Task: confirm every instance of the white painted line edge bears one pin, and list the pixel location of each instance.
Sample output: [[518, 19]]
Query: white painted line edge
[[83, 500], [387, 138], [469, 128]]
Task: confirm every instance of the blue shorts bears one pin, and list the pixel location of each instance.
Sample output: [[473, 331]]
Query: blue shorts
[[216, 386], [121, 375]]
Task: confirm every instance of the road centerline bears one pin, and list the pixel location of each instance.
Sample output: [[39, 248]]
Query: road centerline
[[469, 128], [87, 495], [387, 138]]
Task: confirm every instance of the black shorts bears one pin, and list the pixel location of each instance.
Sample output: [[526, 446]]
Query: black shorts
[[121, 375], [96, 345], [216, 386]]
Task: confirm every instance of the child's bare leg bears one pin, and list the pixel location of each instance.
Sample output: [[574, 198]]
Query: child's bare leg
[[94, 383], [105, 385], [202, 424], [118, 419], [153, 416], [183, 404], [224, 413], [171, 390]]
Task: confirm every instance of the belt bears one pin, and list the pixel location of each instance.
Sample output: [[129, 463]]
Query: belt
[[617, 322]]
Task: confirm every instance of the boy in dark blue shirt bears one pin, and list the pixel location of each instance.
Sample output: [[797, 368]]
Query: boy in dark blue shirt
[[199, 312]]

* * *

● ASSIGNMENT
All that is needed is how many lines of the data contain "each", stated as a number.

● RESULT OF THIS TASK
7